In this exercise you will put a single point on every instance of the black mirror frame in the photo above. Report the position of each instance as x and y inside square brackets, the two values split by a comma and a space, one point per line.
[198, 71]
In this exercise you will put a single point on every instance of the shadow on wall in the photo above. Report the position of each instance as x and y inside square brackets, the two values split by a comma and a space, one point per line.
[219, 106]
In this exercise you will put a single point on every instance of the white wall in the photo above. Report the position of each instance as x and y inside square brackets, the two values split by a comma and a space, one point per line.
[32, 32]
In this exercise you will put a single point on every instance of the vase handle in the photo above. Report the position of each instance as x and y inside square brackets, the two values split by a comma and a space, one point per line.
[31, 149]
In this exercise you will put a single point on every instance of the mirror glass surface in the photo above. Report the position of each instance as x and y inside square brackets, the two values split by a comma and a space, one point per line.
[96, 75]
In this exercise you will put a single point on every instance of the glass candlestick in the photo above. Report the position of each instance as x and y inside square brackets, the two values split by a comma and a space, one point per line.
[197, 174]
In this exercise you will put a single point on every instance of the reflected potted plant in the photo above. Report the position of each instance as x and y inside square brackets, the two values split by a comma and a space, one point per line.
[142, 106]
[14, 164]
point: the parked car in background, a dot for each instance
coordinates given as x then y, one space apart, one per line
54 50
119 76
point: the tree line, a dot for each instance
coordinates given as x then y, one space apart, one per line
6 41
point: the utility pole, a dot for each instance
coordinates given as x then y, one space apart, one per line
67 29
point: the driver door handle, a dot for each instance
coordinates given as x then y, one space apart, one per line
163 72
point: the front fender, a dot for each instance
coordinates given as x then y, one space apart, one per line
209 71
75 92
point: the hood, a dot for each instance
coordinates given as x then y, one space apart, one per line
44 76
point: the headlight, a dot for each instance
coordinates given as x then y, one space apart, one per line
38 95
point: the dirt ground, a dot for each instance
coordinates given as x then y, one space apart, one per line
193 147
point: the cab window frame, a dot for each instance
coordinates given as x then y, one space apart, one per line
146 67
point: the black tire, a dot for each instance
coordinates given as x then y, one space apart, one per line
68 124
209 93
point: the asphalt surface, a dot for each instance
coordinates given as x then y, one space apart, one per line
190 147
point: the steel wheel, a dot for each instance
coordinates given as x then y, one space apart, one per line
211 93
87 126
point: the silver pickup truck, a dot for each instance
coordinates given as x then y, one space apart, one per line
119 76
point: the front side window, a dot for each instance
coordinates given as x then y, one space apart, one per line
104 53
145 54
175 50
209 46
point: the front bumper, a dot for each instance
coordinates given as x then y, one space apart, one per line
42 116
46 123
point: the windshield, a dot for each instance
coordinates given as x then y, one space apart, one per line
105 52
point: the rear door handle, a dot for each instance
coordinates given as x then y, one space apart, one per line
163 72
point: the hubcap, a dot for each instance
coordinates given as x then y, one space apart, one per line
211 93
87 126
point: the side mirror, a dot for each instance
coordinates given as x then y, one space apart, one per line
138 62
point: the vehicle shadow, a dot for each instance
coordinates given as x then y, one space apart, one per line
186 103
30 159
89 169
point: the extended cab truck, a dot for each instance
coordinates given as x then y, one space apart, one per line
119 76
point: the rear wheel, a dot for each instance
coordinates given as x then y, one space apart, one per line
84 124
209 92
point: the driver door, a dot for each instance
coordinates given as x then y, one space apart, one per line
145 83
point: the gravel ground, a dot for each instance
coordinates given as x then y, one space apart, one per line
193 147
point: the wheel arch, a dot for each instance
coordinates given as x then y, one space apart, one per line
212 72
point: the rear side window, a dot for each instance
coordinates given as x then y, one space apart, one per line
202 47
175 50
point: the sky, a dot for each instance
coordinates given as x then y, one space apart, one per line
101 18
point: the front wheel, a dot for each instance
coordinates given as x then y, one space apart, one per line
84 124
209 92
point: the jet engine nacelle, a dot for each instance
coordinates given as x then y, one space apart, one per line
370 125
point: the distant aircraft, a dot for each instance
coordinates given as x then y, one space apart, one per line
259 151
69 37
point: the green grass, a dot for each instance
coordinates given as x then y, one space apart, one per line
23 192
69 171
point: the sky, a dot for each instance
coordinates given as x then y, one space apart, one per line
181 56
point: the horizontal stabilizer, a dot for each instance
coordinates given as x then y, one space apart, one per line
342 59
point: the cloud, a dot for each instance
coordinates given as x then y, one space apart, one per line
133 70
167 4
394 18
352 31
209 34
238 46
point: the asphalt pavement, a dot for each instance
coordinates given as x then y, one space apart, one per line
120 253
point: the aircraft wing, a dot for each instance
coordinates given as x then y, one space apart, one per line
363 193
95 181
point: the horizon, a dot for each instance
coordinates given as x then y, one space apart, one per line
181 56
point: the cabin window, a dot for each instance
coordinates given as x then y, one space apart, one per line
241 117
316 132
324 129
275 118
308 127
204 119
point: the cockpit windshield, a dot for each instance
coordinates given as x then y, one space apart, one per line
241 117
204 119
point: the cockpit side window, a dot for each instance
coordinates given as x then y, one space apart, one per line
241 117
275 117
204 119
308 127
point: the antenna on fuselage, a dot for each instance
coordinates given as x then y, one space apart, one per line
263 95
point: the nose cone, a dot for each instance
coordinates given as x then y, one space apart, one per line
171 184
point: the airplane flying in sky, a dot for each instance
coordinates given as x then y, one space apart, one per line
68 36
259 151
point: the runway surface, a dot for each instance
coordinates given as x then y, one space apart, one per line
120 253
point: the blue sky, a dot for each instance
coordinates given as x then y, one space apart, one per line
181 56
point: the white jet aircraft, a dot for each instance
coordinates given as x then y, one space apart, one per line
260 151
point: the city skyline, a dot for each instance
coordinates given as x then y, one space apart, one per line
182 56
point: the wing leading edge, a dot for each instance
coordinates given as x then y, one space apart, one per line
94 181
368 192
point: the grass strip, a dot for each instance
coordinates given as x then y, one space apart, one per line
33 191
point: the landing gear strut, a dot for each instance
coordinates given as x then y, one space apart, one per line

= = =

* _Task instructions_: Set down the records again verbatim, so that each word stays as it is.

* _Reply to the task_:
In this exercise you will put a single point on every instance of the black mirror frame in the photo above. Report the position of each instance as x and y inside square brackets, the two values split by a comma and a space, one point per line.
[198, 71]
In this exercise you will put a single point on every instance of the shadow on wall in the photo above. Report the position of each instance as x and y inside square brackets, the two values split by a comma and a space, one point per line.
[219, 106]
In this exercise you will put a single point on every instance of the white wall in the photo above. Report the position of each instance as x and y inside square brackets, the two values split by a comma and a space, one point per line.
[32, 32]
In this exercise you will put a single point on every instance of the vase handle in the photo above. Report the position of each instance as x and y inside square brackets, the two values split by a comma and a space, one point per line.
[31, 149]
In this exercise you will put a single point on every instance of the mirror glass surface in the photo above. Report the position of each instance as x and y inside square brackets, the two values split by a comma and a space, one point per line.
[96, 75]
In this exercise you will put a single point on every instance of the glass candlestick in the photo above. Report the position of each instance as x and y inside square brackets, the two values split by a comma and a space, one point per line.
[197, 174]
In this exercise you will put a single point on every instance of the reflected potted plant in the photo above. Report the position of each instance as x and y inside square brackets, the two values split by a comma and a space, one point per line.
[142, 106]
[14, 164]
point: the parked car in background, a dot for each instance
coordinates given as x then y, one space apart, one per line
54 50
119 76
point: the tree line, a dot for each instance
coordinates given as x then y, one space apart, one per line
6 41
point: the utility pole, a dot for each instance
coordinates given as x then y, one space apart, one per line
67 29
point: the driver door handle, a dot for each instance
coordinates given as x then y, one space apart, one per line
163 72
point: the front fender, a dot for each instance
coordinates given as x then y, one space apart, one per line
209 71
75 92
point: the hood, a dot for each instance
coordinates given as x then y, one space apart, one per line
44 76
point: the headlight, a dot for each instance
coordinates given as x then y, one space apart, one per line
38 95
point: the dirt ground, a dot for each instance
coordinates given as x then y, one space apart, one per line
193 147
point: the cab window frame, a dot for each instance
coordinates given as x then y, one space apart, one per line
146 67
point: the black tire, a dot for each instance
coordinates given as x then y, one space apart, one per line
68 124
209 93
point: the asphalt surface, a dot for each instance
coordinates given as x then y, one space apart, one per line
190 147
point: the steel wheel, a dot for each instance
coordinates given as x then y, one space apart, one per line
211 93
87 126
point: the silver pickup truck, a dot for each instance
coordinates given as x then y, one space apart, one per line
119 76
point: the front side window, a dot for each instance
coordinates given as x then y, one space apart, one per line
104 53
145 54
175 50
209 46
point: the front bumper, a dot for each instance
coordinates given as x then y, one space apart, one per line
42 116
46 123
point: the windshield, a dot for each instance
coordinates given as x then y, one space apart, one per line
105 52
point: the rear door handle, a dot for each instance
coordinates given as x then y, one space apart, one per line
163 72
point: the hubcap, a dot for each instance
coordinates given as x then y, one space apart, one per line
211 93
87 126
point: the side mirror, a dot for each instance
coordinates given as x then y, one space apart, one per line
138 62
point: the vehicle shadow, a dot for each instance
coordinates given as x then y, one space apart, one per line
186 103
30 159
89 169
point: the extended cab truck, a dot for each instance
coordinates given as x then y, one space apart, one per line
119 76
point: the rear wheel, a dot for each instance
coordinates given as x then y, one space apart, one per line
84 124
209 92
point: the driver door, a dot for each instance
coordinates given as x then y, one space apart, one per line
145 83
point: the gravel ground, a dot for each instance
coordinates given as x then y, one space apart, one per line
193 147
point: the wheel arch, a dot for each instance
coordinates given as x then y, one space apart, one per line
212 72
point: the rear side window, a dot for each instance
coordinates given as x then y, one space apart, one per line
202 47
175 50
point: the sky, a dot for each instance
coordinates given as x then y, one space apart, one per line
101 18
point: the front wheel, a dot for each instance
coordinates given as x then y, one space apart, one per line
84 124
209 92
point: the jet engine nacelle, a dot for each instance
coordinates given as x then y, one space apart, one per line
370 125
point: the distant aircraft, a dot for each instance
coordinates given as x then y, one space apart, one per line
259 151
69 37
point: the green grass, a dot for each instance
coordinates given as x then y, one space apart, one per line
23 192
69 171
point: the sky, a dot for each instance
coordinates given as x then y, one space apart, one per line
181 56
point: the horizontal stabilizer, a dot for each instance
coordinates given as x then y, one space apart, one per line
342 59
point: the cloud, a dot for each instance
coordinates given as x then y, one space apart, one per line
133 70
167 4
394 18
352 31
209 34
238 46
point: the asphalt pavement, a dot for each instance
coordinates given as x then y, one space apart, one per line
120 253
point: the aircraft wing, a dot for each instance
coordinates given as x then y, one space apart, one per line
363 193
95 181
point: the horizon, a dot for each instance
coordinates given as x then y, one space apart, one per line
181 56
point: the cabin window, a dot for each instance
coordinates given as x then y, one space apart, one per line
241 117
316 132
324 129
275 118
308 127
204 119
point: the cockpit windshield, a dot for each instance
coordinates given as x then y, one space apart, one per line
241 117
204 119
point: the cockpit side window, a dot for each instance
coordinates given as x then y, one space apart, one per line
241 117
275 117
204 119
308 127
point: the antenna on fuselage, a dot for each instance
coordinates given as x then y, one space apart, one per line
263 95
point: the nose cone, a dot for each instance
coordinates given as x then y, one space apart, one per line
171 184
point: the airplane flying in sky, a dot for each instance
coordinates given as x then y, one space apart, one per line
68 36
259 151
point: the runway surface, a dot for each instance
coordinates given as x then y, one space apart, one per line
120 253
point: the blue sky, a dot for each instance
coordinates given as x then y, one space apart, one per line
181 56
point: the white jet aircraft, a dot for each instance
coordinates given as x then y, one space apart, one per line
260 151
point: the city skyline, a dot for each instance
coordinates given as x then y, one space apart, one per line
182 56
point: the wing leading edge, a dot for each instance
coordinates given as x then y, one space apart, one per line
94 181
368 192
point: the grass strip, a dot for each instance
coordinates given as x then y, one space apart, one per line
33 191
point: the landing gear strut, a dot for each instance
coordinates given as x then y, one space apart, one per line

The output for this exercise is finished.